- [What to work on]: Could you print, exactly as they stand, the lines from the one holding "of the milkweed" to the end of the data below, and nothing more?

- [Input data]:
• • • • • • •
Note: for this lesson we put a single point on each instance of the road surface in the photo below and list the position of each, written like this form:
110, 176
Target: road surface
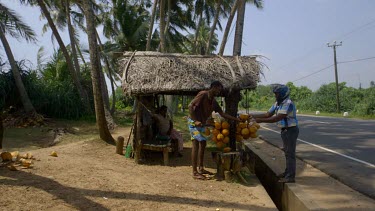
341, 147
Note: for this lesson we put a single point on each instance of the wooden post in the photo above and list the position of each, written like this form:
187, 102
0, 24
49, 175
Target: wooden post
137, 142
228, 164
120, 145
166, 156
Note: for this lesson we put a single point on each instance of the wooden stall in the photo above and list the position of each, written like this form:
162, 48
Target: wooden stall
147, 75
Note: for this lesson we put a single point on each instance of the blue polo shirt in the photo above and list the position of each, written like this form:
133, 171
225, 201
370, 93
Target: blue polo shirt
286, 107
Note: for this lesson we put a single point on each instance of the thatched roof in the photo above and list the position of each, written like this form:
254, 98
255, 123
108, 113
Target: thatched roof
146, 73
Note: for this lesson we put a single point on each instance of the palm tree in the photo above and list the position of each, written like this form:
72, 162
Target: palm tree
151, 26
240, 23
238, 6
234, 97
162, 25
10, 23
213, 27
95, 73
46, 13
227, 27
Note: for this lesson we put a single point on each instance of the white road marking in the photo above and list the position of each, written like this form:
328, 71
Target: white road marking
329, 150
317, 121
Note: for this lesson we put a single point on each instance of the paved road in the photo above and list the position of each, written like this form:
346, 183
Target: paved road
342, 148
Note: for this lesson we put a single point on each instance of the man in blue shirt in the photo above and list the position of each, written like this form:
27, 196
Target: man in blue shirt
283, 112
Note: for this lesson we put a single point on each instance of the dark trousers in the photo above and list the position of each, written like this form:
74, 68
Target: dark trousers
289, 137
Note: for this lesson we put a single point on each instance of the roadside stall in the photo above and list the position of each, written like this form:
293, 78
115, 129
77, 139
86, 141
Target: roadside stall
148, 75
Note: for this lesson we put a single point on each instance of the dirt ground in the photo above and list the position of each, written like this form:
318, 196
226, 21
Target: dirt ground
88, 175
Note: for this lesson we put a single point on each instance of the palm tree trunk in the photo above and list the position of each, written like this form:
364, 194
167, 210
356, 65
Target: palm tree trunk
162, 25
227, 27
151, 27
213, 28
231, 108
195, 47
77, 83
239, 28
27, 105
1, 131
95, 74
168, 17
112, 110
80, 53
104, 84
72, 38
232, 100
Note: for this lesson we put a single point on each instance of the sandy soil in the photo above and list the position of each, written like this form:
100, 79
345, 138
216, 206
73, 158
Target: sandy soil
88, 175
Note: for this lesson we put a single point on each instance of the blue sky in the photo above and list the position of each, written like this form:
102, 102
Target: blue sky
291, 34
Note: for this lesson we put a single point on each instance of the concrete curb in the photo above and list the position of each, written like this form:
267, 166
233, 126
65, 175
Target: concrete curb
287, 196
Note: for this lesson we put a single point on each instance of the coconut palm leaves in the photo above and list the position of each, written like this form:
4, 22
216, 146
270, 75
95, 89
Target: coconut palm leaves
12, 25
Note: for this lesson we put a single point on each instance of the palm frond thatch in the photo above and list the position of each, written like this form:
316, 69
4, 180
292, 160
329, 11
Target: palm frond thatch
148, 73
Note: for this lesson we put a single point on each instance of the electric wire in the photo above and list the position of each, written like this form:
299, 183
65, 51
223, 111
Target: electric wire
343, 62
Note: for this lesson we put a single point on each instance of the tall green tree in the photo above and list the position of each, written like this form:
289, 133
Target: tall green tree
151, 26
216, 20
240, 24
46, 13
95, 73
11, 24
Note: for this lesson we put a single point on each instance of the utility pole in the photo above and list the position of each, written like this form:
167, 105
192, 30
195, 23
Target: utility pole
334, 45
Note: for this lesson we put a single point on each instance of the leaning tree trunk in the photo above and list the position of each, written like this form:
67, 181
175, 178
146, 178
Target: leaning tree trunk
83, 95
213, 28
27, 105
112, 110
95, 74
1, 132
239, 29
151, 27
72, 39
227, 27
162, 26
234, 97
195, 46
231, 107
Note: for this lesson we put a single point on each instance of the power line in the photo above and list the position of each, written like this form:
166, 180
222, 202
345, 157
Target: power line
343, 62
356, 60
341, 37
314, 73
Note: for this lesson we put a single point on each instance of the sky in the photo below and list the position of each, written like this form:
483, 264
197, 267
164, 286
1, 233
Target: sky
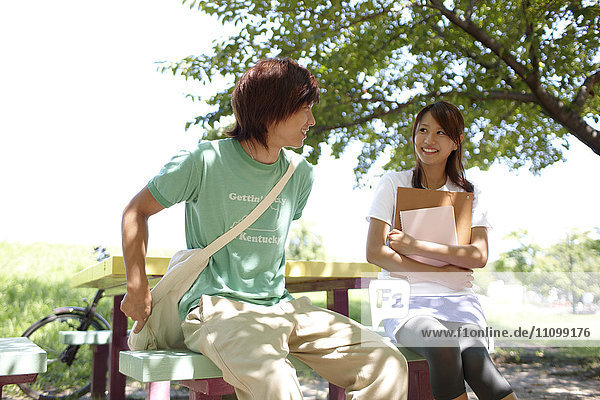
86, 119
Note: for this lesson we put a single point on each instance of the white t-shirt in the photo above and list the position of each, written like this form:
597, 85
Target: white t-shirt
384, 208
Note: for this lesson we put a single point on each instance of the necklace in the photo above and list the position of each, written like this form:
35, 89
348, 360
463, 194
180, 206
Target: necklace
249, 150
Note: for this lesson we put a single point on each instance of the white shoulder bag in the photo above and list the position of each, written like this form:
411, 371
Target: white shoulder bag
163, 327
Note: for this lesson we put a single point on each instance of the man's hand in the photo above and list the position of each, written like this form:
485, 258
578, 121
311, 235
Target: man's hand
401, 242
137, 307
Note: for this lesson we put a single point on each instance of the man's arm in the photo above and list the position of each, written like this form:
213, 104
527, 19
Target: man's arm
137, 303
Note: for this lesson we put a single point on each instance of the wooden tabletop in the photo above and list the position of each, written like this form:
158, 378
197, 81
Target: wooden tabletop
109, 274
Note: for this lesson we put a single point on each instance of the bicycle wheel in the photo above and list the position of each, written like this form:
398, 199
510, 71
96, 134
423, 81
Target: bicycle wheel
60, 380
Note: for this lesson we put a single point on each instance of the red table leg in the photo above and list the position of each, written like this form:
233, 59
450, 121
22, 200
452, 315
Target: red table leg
116, 389
99, 368
337, 300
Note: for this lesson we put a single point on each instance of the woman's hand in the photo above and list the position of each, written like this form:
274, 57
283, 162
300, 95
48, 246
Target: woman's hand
401, 243
137, 307
454, 277
451, 276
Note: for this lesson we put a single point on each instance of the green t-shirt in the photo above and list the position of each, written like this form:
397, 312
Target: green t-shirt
220, 185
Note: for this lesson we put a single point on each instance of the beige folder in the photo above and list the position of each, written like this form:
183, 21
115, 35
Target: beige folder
413, 199
435, 224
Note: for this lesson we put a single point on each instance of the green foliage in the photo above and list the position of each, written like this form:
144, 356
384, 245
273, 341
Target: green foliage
305, 244
35, 279
516, 68
572, 265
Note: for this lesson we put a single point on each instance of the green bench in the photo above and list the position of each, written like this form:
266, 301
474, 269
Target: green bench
205, 381
20, 361
100, 342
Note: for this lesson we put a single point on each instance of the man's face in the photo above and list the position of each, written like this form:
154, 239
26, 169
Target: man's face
292, 131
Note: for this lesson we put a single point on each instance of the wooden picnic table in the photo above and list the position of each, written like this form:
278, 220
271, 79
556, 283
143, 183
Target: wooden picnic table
335, 278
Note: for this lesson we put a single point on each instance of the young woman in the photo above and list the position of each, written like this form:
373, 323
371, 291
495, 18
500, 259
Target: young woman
441, 297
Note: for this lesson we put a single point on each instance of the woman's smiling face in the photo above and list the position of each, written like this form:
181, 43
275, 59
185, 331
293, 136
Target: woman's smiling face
432, 144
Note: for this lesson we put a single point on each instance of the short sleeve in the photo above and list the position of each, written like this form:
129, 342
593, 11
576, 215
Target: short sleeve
480, 212
306, 188
384, 201
177, 181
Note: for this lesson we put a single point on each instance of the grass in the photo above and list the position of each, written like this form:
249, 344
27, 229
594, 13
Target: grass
36, 278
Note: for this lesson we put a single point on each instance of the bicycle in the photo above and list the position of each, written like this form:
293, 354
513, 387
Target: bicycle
69, 366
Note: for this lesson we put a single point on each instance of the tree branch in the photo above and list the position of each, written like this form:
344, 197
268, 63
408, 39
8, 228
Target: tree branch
586, 90
499, 95
469, 27
466, 52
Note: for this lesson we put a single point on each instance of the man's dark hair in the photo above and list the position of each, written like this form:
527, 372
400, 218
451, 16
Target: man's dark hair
268, 93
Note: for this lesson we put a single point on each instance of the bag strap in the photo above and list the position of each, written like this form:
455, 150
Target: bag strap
265, 203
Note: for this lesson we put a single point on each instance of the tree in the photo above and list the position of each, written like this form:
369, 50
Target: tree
304, 244
524, 72
571, 265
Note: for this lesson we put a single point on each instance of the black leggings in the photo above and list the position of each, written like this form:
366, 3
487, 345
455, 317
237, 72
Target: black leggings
454, 361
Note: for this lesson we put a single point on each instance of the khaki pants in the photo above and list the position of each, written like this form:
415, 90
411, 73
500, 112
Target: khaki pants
250, 343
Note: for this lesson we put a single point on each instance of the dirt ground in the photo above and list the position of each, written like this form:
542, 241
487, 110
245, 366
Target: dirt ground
551, 377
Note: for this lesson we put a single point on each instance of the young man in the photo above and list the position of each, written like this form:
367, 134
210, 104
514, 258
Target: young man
238, 312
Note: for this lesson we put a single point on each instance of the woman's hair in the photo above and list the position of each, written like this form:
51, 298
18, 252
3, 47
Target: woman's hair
268, 93
451, 120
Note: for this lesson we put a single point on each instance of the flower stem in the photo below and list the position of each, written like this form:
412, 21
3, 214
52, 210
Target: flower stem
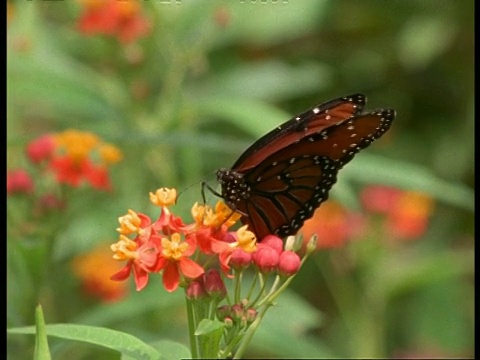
191, 329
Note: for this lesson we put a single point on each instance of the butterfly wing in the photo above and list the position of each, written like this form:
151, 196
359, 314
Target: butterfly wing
282, 178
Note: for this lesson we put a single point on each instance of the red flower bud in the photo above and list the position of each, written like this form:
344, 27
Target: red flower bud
251, 315
195, 291
223, 311
237, 311
214, 285
274, 242
289, 263
266, 259
240, 259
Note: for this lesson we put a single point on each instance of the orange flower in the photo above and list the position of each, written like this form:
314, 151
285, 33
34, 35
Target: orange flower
333, 225
175, 261
19, 182
74, 157
408, 219
93, 269
407, 212
122, 19
142, 255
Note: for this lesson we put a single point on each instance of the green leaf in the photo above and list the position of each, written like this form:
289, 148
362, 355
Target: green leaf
243, 112
172, 349
209, 334
41, 343
291, 319
112, 339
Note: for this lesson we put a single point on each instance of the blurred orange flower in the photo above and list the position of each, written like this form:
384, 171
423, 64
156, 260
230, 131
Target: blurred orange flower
122, 19
93, 270
333, 224
75, 156
407, 212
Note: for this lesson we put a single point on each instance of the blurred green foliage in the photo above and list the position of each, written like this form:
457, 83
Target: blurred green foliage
210, 78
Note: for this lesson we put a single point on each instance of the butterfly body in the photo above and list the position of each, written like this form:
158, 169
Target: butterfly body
279, 181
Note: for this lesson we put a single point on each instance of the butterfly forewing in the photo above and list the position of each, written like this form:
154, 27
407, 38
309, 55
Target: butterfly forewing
310, 122
280, 180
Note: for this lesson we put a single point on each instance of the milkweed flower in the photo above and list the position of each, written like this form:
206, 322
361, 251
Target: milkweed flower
75, 157
199, 256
• • • • • • •
- [Your solution]:
Note: for this lesson we put a single point on each instance of the milkweed flower in the photo above and list the position of each, written like this form:
206, 322
361, 251
Target: milkweed flower
75, 157
199, 256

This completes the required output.